→ Exercise details: Update the items below by replacing "Report" with "Output" wherever it occurs, and keep every other part the same. Omit the pictures from your answer.

**** Records supplied ****

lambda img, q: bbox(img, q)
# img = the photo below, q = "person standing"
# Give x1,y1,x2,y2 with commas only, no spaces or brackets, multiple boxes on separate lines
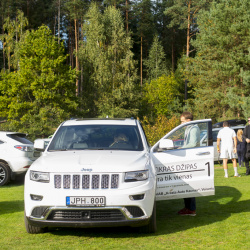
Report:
237,129,246,167
178,112,200,216
217,121,239,178
243,116,250,175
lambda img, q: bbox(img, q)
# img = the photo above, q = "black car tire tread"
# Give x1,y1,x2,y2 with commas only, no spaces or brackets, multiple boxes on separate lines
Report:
0,162,11,186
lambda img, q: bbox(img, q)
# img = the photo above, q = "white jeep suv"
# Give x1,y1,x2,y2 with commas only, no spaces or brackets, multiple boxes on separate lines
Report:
0,131,39,186
24,119,214,233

****

→ Exercise result:
lambda img, q: bbox(img, q)
# img = the photo below, q = "person standing"
# Give x1,y1,x2,y2 with commas only, no spaces or brackets, multiple boxes on separate lines
Output:
237,129,246,167
178,112,200,216
217,121,239,178
243,116,250,175
lambda img, q: bbox(img, q)
# img = the photo above, q = "black car tire tread"
# Give x1,y1,x2,y2 with commas only, no spaces or brackets, multiple boxes on separate lines
Output:
0,162,11,186
lambda img, q: bbox(img, q)
# img = the photo above, q = "white jeep suv"
# Give x1,y1,x2,y2 with commas only, no spaces or brackets, multiple boxes on separate lines
Output:
0,131,39,186
24,119,214,233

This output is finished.